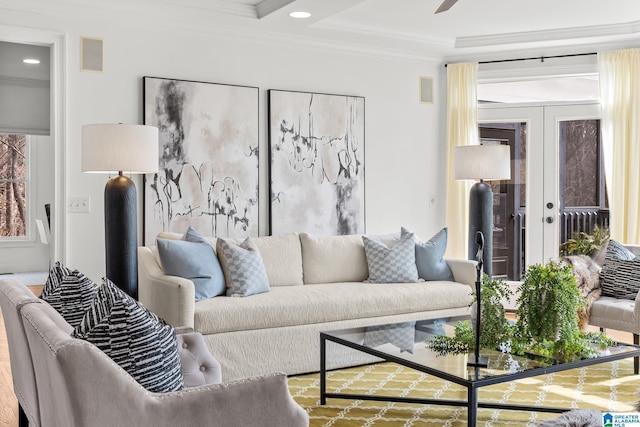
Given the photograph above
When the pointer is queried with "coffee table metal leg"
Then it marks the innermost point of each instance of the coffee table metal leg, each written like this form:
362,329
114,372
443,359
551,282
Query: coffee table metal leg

* * *

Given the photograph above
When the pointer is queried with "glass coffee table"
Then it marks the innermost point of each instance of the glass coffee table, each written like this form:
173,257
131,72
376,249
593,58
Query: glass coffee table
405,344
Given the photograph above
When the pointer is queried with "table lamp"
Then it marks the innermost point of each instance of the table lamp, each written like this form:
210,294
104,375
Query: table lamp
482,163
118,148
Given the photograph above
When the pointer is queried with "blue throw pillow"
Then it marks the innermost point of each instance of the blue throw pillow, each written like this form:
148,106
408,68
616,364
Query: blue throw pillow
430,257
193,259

Assigned task:
Search the listing for "with" and copy each line holding it.

Answer to this task:
When the pointer is queried with "coffee table metal leg"
When the pointer is queried with "glass coffee table"
When the pointer is queried with "table lamp"
When the pointer is queried with "blue throw pillow"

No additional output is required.